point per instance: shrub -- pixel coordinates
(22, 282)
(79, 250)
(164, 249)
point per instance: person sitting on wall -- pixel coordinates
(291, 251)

---*---

*Do this*. Output the lines above as a Markdown table with a "No." column for the row number and a "Line" column for the line, omitting blank lines.

*Problem solution*.
| No. | Line |
|---|---|
| 1 | point per instance: shrub -- pixel coordinates |
| 2 | (22, 282) |
| 3 | (79, 250) |
| 4 | (164, 249) |
| 5 | point per instance: person sitting on wall -- pixel coordinates |
| 6 | (291, 251) |